* _Input data_:
* Start *

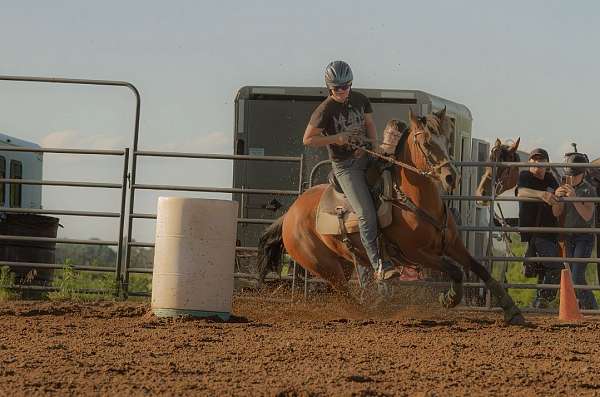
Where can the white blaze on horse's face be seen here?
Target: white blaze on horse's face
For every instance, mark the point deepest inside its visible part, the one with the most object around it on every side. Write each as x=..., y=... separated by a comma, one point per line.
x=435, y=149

* End *
* Start *

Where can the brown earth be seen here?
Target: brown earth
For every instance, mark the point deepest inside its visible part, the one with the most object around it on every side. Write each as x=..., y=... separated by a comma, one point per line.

* End *
* Start *

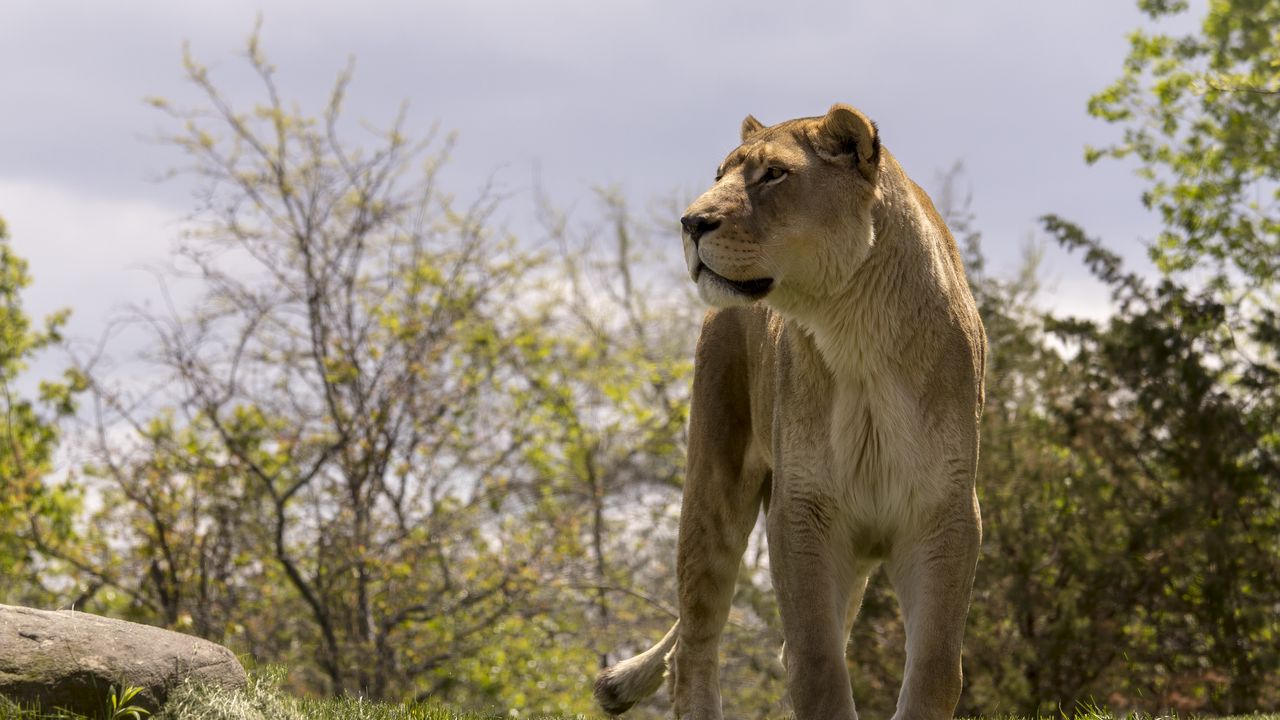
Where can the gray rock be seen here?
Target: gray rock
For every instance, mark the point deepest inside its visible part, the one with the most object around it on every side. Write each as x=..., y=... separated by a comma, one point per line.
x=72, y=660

* End *

* _Given request_: Starting with the line that contains "Where can the white" and going on through the line that contains "x=435, y=149", express that part of the listing as a two-column CSV with the headers input and output, one row for each input and its output. Put each value in a single quoted field and turn its line breaks into spaces.

* _Completed exercise_:
input,output
"Where can the white blaze on horse's face be seen here? Target: white blaze on horse's face For every instance, mark the point deepest inside its visible part, the one with the most object around it on every side. Write each as x=..., y=... separated by a comma, one point per line.","x=435, y=149"